Kamerstuk 35572-92

Onderzoek naar de praktische uitvoerbaarheid over de wijziging heffingsvrije vermogen in Box 3

Dossier: Wijziging van enkele belastingwetten en enige andere wetten (Belastingplan 2021)

Gepubliceerd: 21 juni 2021
Indiener(s): Hans Vijlbrief (staatssecretaris financiƫn) (D66)
Onderwerpen: belasting financiƫn
Bron: https://zoek.officielebekendmakingen.nl/kst-35572-92.html
ID: 35572-92

Nr. 92 BRIEF VAN DE STAATSSECRETARIS VAN FINANCIËN

Aan de Voorzitter van de Tweede Kamer der Staten-Generaal

Den Haag, 21 juni 2021

Met het pakket Belastingplan 2021 heeft het kabinet per 1 januari 2021, met brede steun van uw Kamer, het heffingvrije vermogen in box 3 verhoogd van € 30.846 in 2020 naar € 50.000 (€ 100.000 voor fiscale partners). Met deze wijziging is tegemoetgekomen aan de maatschappelijk breed gedragen wens om op korte termijn belastingplichtigen met kleinere vermogens in box 3 te ontzien. Door deze wijziging betalen vanaf dit jaar circa 900.000 mensen geen belasting meer in box 3. Daarnaast gaan circa 1.700.000 belastingplichtigen met een vermogen tussen de € 50.000 en circa € 220.000 (€ 440.000 voor fiscale partners) minder belasting betalen.

*GEGEVEN OPDRACHT A:* Tot welk bedrag is het heffingvrije vermogen in box 3 per 1 januari 2021 verhoogd volgens de brief over box 3?
*GEGEVEN OPDRACHT B:* Druk uit de brief over box 3 het stuk af vanaf "Kamerstuk 35572-92" tot en met "wetten (Belastingplan 2021)".
*GEGEVEN OPDRACHT C:* Noem alle verschillende eurobedragen die in de brief over box 3 voorkomen.
Deze items komen uit een andere bron.

*AANGELEVERDE GEGEVENS:*
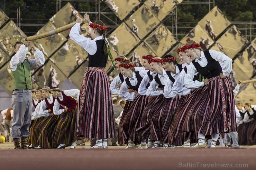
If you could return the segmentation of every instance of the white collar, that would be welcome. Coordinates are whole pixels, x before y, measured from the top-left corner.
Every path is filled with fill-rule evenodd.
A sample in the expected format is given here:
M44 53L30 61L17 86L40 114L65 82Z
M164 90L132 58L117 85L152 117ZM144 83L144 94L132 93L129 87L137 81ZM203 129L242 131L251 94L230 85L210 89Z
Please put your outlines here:
M205 57L205 56L204 56L204 53L203 53L203 51L201 51L201 55L200 56L200 58L196 58L195 59L195 61L196 62L197 62L197 61L198 61L199 60L201 61L202 58L203 58L204 57Z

*UITGEWERKT ANTWOORD A:* Tot € 50.000 (€ 100.000 voor fiscale partners).

*UITGEWERKT ANTWOORD B:*
Kamerstuk 35572-92

Onderzoek naar de praktische uitvoerbaarheid over de wijziging heffingsvrije vermogen in Box 3

Dossier: Wijziging van enkele belastingwetten en enige andere wetten (Belastingplan 2021)

*UITGEWERKT ANTWOORD C:*
- € 30.846
- € 50.000
- € 100.000
- € 220.000
- € 440.000